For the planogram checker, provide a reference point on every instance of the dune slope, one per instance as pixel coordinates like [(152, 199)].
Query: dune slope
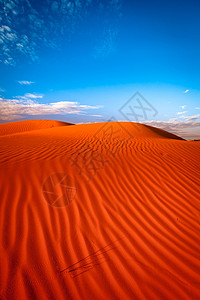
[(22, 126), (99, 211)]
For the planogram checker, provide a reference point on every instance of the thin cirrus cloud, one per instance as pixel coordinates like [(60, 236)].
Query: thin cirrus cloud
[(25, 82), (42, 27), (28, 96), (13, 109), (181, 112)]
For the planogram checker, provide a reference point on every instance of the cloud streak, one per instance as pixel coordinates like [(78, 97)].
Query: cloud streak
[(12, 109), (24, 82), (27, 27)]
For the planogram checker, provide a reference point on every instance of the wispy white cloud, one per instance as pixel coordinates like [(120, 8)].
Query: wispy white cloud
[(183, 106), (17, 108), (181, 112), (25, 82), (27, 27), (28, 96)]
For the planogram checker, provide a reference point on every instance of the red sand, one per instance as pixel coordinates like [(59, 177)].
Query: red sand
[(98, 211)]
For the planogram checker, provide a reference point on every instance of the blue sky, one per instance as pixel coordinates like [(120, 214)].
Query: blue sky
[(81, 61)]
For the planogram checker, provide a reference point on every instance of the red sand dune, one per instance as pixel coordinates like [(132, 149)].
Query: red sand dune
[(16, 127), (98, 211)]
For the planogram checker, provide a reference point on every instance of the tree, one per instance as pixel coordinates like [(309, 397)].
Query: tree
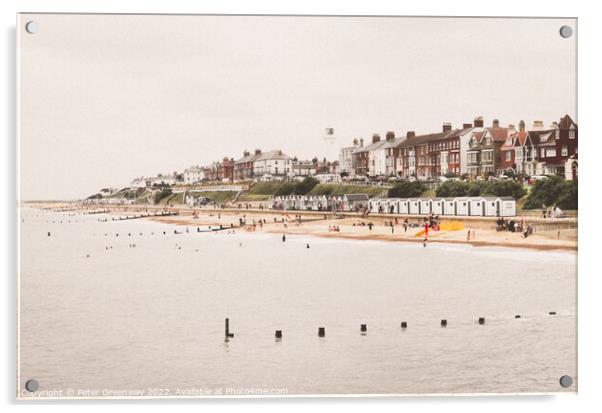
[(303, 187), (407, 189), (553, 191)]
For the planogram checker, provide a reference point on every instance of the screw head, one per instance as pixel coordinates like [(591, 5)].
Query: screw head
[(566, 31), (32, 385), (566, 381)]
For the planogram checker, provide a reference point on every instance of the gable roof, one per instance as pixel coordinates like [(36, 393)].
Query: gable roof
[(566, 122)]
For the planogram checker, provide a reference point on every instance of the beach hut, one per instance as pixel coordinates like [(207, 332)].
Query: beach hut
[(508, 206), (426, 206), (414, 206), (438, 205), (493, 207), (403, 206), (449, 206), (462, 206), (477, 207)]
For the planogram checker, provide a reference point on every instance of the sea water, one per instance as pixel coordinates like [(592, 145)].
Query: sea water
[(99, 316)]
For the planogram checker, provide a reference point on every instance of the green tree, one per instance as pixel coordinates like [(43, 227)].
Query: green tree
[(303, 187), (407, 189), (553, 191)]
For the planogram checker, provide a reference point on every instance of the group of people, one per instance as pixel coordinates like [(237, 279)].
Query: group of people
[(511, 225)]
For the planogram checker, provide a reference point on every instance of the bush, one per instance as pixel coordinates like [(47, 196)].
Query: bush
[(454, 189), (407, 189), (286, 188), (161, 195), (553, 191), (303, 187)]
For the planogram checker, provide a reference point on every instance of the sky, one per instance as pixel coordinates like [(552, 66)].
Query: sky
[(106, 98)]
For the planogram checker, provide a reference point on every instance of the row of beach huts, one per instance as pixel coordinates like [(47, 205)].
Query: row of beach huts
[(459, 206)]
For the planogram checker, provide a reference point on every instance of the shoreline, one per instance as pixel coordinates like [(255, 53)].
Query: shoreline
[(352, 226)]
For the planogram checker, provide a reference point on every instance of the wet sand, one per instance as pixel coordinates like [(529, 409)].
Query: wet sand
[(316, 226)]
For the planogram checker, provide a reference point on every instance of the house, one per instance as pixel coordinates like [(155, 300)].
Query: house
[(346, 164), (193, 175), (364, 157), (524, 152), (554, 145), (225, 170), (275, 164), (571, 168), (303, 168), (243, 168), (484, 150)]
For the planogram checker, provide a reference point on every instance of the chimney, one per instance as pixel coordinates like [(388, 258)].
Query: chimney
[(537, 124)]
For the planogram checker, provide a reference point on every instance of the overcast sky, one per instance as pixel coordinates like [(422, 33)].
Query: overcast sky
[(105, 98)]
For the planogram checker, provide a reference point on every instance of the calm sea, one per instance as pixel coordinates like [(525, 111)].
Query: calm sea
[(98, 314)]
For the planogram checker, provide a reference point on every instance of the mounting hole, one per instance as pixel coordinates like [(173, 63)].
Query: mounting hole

*WRITTEN EXERCISE*: Rewrite the part that opens with the line containing "like [(132, 149)]." and closes with the line containing "[(566, 122)]", renaming "planogram checker" to "shelf auditor" and leaving everything else unchanged. Give only those lines, without the pictures.

*THE RESPONSE*:
For the shelf auditor, provide a reference point on every instance of the red sand dune, one per instance as pixel coordinates like [(132, 149)].
Query: red sand dune
[(16, 127), (98, 211)]
For the shelf auditor, provide a reference point on every instance of the tree, one per instance as pixel coordinates like [(309, 397)].
Query: tree
[(303, 187), (407, 189), (553, 191)]
For the shelf auditor, provide a reference point on every instance of the screw head, one per instance as pixel coordinates like [(591, 5)].
Query: screw head
[(566, 31), (32, 385), (566, 381)]
For the shelf auditor, provide a reference point on every instance of the gable roof, one per instance as pixel coordinates like [(36, 393)].
Query: gable roof
[(566, 122)]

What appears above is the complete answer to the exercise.